----- SOURCE EXCERPT

Additionally, there are books or articles that we could read that would help students understand the social construction of mathematics (hello anything on the controversy of the ABC conjecture and Mochizuki’s “proof”).
We could learn about the origin of ideas that seem to have existed forever or that we take for granted, but actually had to be developed (e.g. the idea of “0” or the controversy over calculus being on firm footing). And mind-blowing ideas like how all of mathematics almost fell down with the work of one mathematician, Godel. And we can learn about marginalized and overlooked people. There are some really great children’s books on mathematics, so we could read some of those as we begin the class! Maybe complement that with some excerpts from Douglas Hofstader’s Godel, Escher, Bach, a newspaper article about a modern mathematical breakthrough, some math poetry, a formal mathematical paper that has come out in the past 10 years and is hailed as one of the most important discoveries, and one more piece that’s maybe more traditional, so kids can see the wide variety of ways people write about mathematics.
And kids would think about how the writing that they’re reading is effective to reaching their intended audiences, or how it isn’t effective and what would make it better.
And kids could pick ideas or people to learn about, do their own research, and write their own popular mathematics writing. We can workshop it and publish a little journal at the end of class with our pieces.
I could reach out to English teachers to learn how they facilitate conversations about books so that it doesn’t go stale (we aren’t doing the same thing every time we discuss some of the reading). I’m sure there are universities that offer similar classes, so I could see what else is out there. And I know MIT has a graduate program in science writing that I could draw ideas from.
Okay, I’m done brainstorming for now. I just wanted to get all these ideas out before I forget them. I might update this post with additional ideas as my mind percolates. As I said… most likely nothing will come of this. But I could see having a really fun summer trying to put this course together.

----------
----- INFORMATION GIVEN

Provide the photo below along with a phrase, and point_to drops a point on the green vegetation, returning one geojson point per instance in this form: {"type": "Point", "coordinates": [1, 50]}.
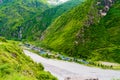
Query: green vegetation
{"type": "Point", "coordinates": [14, 13]}
{"type": "Point", "coordinates": [82, 33]}
{"type": "Point", "coordinates": [14, 65]}
{"type": "Point", "coordinates": [34, 27]}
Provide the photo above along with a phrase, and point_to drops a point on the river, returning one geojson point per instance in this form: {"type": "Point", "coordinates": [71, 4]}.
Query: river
{"type": "Point", "coordinates": [63, 69]}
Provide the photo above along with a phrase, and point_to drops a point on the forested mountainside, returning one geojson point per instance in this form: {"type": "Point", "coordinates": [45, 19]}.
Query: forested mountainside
{"type": "Point", "coordinates": [29, 18]}
{"type": "Point", "coordinates": [88, 30]}
{"type": "Point", "coordinates": [14, 65]}
{"type": "Point", "coordinates": [33, 28]}
{"type": "Point", "coordinates": [13, 13]}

----------

### TASK PROMPT
In the course brainstorm, what would the class publish at the end?

### FINISHED EXERCISE
A little journal of the class's own popular mathematics writing.